Entries for bounding box labeling:
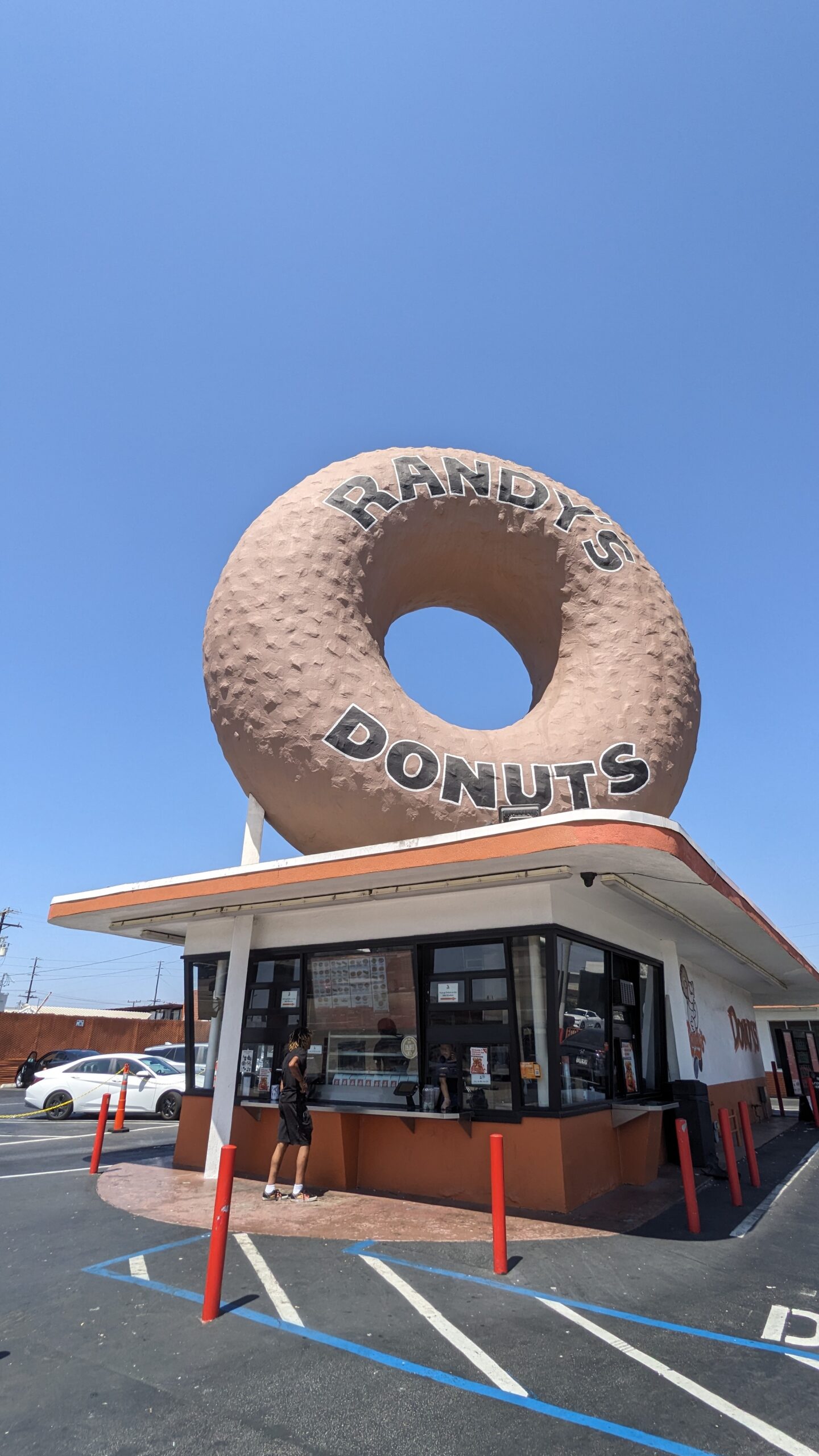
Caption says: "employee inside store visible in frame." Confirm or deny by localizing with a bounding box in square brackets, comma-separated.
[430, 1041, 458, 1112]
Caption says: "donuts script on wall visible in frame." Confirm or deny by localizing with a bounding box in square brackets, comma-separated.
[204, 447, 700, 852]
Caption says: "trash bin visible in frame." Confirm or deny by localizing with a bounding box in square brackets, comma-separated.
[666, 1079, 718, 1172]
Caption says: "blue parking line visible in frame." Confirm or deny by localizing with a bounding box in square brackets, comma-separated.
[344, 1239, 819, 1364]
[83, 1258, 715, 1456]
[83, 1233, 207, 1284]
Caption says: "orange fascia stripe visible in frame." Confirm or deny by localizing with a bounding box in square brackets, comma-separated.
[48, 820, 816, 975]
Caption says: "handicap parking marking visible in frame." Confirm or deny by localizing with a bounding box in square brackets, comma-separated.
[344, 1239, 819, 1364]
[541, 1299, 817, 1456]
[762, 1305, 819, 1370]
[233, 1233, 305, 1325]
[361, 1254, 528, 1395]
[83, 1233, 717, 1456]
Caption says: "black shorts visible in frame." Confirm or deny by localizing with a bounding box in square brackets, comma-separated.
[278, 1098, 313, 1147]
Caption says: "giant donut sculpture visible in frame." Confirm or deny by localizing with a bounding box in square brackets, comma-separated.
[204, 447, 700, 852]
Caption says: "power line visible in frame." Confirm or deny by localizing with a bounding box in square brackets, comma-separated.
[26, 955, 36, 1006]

---

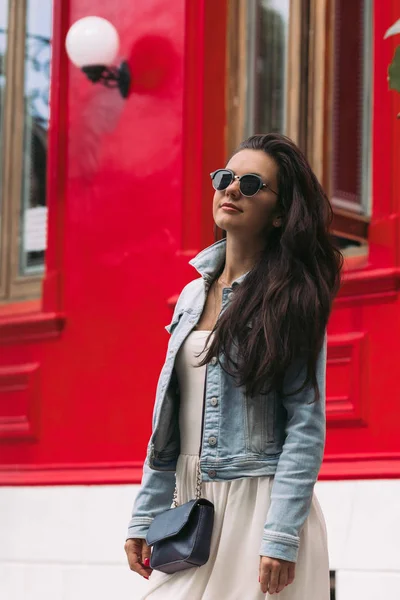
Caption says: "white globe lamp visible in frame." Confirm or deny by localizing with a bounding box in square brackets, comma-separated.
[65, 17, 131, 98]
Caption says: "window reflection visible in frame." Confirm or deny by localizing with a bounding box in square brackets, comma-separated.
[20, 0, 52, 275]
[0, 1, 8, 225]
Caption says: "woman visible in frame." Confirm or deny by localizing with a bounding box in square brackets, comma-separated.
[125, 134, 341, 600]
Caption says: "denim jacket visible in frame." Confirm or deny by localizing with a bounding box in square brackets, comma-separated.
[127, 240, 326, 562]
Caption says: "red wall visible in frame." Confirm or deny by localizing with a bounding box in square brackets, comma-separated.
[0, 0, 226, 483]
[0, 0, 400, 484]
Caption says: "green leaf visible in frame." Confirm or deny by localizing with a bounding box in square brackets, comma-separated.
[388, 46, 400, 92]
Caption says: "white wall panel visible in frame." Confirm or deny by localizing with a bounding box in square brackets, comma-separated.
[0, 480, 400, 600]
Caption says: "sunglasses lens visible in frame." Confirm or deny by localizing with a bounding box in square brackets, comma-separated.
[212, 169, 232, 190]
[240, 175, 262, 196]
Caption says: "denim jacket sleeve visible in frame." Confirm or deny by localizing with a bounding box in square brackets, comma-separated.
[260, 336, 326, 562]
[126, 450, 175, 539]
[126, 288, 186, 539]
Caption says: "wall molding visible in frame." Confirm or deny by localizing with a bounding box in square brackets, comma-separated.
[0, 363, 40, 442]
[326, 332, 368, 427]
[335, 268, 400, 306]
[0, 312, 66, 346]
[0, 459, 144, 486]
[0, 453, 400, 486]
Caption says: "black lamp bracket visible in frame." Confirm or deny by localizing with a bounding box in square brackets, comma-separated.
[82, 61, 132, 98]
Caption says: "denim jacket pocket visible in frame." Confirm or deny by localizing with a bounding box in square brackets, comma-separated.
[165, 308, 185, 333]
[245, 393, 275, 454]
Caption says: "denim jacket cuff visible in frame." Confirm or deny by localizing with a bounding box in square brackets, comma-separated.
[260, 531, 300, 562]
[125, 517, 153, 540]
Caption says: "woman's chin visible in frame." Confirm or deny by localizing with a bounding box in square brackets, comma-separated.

==

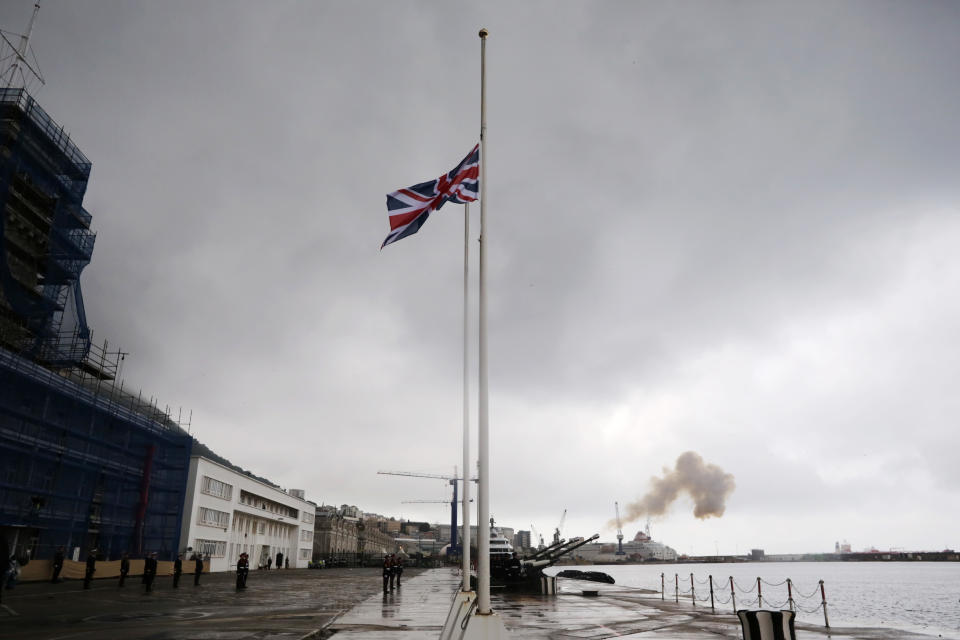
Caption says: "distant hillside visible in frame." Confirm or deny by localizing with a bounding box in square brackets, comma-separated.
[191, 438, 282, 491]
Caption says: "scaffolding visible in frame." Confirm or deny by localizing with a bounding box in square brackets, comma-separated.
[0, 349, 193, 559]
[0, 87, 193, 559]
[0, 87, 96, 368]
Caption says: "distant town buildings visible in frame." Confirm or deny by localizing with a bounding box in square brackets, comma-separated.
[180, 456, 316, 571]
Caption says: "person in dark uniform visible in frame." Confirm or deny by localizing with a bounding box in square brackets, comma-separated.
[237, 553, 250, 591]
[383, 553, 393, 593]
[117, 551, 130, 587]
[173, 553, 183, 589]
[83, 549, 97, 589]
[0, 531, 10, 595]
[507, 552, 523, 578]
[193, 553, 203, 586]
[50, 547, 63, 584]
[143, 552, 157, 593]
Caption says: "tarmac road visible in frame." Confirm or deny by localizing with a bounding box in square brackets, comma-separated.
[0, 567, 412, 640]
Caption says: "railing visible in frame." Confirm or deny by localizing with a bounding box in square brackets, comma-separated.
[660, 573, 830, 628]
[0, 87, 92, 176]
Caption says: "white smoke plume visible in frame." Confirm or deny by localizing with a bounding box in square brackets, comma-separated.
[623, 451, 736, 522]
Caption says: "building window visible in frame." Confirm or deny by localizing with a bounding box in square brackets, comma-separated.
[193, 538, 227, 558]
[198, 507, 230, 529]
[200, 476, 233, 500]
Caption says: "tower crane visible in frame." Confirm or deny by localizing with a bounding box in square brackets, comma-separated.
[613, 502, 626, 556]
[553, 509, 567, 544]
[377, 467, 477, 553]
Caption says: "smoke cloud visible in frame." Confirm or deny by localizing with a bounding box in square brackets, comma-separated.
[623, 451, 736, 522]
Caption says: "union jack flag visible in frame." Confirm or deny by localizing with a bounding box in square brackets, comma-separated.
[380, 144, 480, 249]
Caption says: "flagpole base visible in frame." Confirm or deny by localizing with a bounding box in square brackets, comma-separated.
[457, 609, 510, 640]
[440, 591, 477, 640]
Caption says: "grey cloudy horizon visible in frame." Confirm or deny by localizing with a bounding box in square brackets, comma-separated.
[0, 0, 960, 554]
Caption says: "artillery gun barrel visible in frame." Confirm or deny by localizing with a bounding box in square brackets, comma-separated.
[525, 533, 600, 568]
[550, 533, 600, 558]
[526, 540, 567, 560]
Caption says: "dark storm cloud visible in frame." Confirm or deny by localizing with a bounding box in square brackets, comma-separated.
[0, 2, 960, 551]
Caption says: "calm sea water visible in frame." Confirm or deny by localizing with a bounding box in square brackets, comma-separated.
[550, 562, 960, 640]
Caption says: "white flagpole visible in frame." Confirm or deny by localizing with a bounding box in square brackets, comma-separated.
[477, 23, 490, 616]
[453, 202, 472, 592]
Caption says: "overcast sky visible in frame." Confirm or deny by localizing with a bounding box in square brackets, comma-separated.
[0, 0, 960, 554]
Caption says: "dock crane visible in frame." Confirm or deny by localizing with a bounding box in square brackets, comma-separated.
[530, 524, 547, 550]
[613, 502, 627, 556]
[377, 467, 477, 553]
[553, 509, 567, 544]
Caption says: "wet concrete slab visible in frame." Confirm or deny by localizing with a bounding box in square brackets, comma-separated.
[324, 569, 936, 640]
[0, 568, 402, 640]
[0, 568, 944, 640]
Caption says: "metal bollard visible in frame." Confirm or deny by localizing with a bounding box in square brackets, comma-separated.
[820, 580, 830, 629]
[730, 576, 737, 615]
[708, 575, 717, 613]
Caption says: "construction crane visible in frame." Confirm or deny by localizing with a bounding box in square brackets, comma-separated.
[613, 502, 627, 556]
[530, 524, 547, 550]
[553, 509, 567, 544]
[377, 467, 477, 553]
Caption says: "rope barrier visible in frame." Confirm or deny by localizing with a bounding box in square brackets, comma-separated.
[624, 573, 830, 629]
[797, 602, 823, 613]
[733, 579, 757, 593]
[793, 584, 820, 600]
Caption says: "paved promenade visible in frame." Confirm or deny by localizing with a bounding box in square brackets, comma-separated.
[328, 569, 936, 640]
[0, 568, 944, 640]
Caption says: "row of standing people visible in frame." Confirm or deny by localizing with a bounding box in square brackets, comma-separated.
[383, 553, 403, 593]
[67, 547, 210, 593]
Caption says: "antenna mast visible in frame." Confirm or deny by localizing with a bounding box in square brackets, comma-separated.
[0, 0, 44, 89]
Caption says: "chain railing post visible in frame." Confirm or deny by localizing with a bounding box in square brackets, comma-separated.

◆ TASK GOAL
Please pick out every line of the items above that contains the word "woman" and copy each one.

◆ COMPLETED TASK
Caption says: "woman visible in frame." Confirm or deny by localizing with a bounding box in square brackets, comma-separated.
Caption says: "woman's chin visible in frame." Confirm or deny by localizing with a bounding box in square brackets, comma-separated.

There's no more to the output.